Il calcio giocato, chiamiamolo così, ci lascia sotto l'albero la coppia che credeva nelle sinergie e fu divisa da Calciopoli, L'imbattibile Juventus e il Milan del miglior attacco. Per i poveri di spirito come me: da una parte, l'orchestra; dall'altra, il tenore. Il Milan vi è abituato, come documentano le vittorie, nove nelle ultime undici partite, che hanno scolpito l'aggancio; la Juventus, in compenso, è andata al di là di tutto e di tutti: limiti, pronostici, risorse, diffidenze.

Un anno fa, dopo sedici turni, la classifica era questa: Milan 36, Juventus, Napoli e Lazio 30, Palermo, Roma e Inter 26, Sampdoria e Udinese 23. Oggi è decisamente più corta: Milan e Juventus 34, Udinese 32, Lazio 30, Inter 26, Napoli e Roma 24.

D'accordo, il Cagliari era senza denti e l'Udinese aveva sempre vinto in casa: non si incensi, dunque, il bisturi del Diavolo né si biasimi l'eccesso di zero della Juve. Detto che il titic-titoc del Friuli mi ha ricordato la prima Roma di Luis Enrique, un inno alla noia, e che Quagliarella lo avrei messo subito, Conte ha fatto miracoli. Non solo pressing e ritmo, ma anche personalità e geometrie. Guidolin, reduce da tre gare in sei giorni, presentava un'Udinese allo stremo: di qui l'esigenza, manifesta e condivisa, di allargare la rosa. Champions, Europa League, campionato: le idi di marzo non vedono l'ora di battezzare un nuovo Cesare.

(Voci tratte da un dataset)
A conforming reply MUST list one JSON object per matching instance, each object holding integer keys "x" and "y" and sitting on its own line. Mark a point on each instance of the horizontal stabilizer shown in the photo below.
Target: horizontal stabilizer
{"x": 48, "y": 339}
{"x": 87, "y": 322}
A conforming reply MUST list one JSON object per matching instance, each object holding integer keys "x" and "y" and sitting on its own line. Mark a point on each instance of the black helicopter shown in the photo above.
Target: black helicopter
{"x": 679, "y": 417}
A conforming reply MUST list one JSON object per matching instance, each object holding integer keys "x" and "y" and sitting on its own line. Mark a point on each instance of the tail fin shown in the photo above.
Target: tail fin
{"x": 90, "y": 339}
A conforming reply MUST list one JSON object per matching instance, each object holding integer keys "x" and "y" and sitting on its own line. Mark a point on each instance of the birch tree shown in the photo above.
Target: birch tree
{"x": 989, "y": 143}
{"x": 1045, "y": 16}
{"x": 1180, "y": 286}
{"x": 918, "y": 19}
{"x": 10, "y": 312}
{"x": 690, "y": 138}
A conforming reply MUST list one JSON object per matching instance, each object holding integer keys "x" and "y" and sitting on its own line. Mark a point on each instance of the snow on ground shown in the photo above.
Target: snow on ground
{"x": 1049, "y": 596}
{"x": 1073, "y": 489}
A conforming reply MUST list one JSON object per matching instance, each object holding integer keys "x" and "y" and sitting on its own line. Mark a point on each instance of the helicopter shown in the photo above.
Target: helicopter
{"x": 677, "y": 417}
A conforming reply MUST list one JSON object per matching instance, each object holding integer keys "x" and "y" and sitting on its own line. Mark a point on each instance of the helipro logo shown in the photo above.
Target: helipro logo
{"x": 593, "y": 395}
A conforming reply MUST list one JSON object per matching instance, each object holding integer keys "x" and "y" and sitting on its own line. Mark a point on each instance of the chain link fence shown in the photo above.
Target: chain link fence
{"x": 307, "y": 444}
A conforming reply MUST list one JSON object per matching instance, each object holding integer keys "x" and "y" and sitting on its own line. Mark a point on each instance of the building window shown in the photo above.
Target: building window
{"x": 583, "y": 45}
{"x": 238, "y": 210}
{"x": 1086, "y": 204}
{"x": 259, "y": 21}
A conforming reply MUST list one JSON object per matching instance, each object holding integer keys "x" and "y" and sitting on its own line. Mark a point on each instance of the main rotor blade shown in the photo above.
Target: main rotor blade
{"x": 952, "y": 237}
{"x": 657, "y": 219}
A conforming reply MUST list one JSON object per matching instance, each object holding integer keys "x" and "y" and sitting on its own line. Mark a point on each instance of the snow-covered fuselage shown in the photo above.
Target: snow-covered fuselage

_ATTIVITÀ DA SVOLGERE_.
(1) Riassumi in due frasi l'articolo sul campionato.
(2) Rispondi alle seguenti domande basandoti sull'articolo sul campionato.
(a) Quante partite ha vinto il Milan nelle ultime undici?
(b) Quanti punti aveva l'Udinese un anno fa dopo sedici turni?
(c) Quante gare aveva giocato Guidolin e in quanti giorni?
(3) Trascrivi dall'articolo sul campionato il passo che va da "Il calcio giocato, chiamiamolo" fino a "pronostici, risorse, diffidenze." compreso.

_RISPOSTE ALLE ATTIVITÀ_.
(1) Sotto l'albero il campionato lascia appaiate l'imbattibile Juventus e il Milan del miglior attacco: il Milan ha completato l'aggancio vincendo nove delle ultime undici partite, mentre la Juventus è andata al di là di limiti, pronostici, risorse e diffidenze. Rispetto a un anno fa, quando dopo sedici turni il Milan guidava con 36 punti, oggi la classifica è più corta, con Milan e Juventus a 34, l'Udinese a 32 e la Lazio a 30.

(2)
(a) Nove.
(b) 23 punti.
(c) Tre gare in sei giorni.

(3)
Il calcio giocato, chiamiamolo così, ci lascia sotto l'albero la coppia che credeva nelle sinergie e fu divisa da Calciopoli, L'imbattibile Juventus e il Milan del miglior attacco. Per i poveri di spirito come me: da una parte, l'orchestra; dall'altra, il tenore. Il Milan vi è abituato, come documentano le vittorie, nove nelle ultime undici partite, che hanno scolpito l'aggancio; la Juventus, in compenso, è andata al di là di tutto e di tutti: limiti, pronostici, risorse, diffidenze.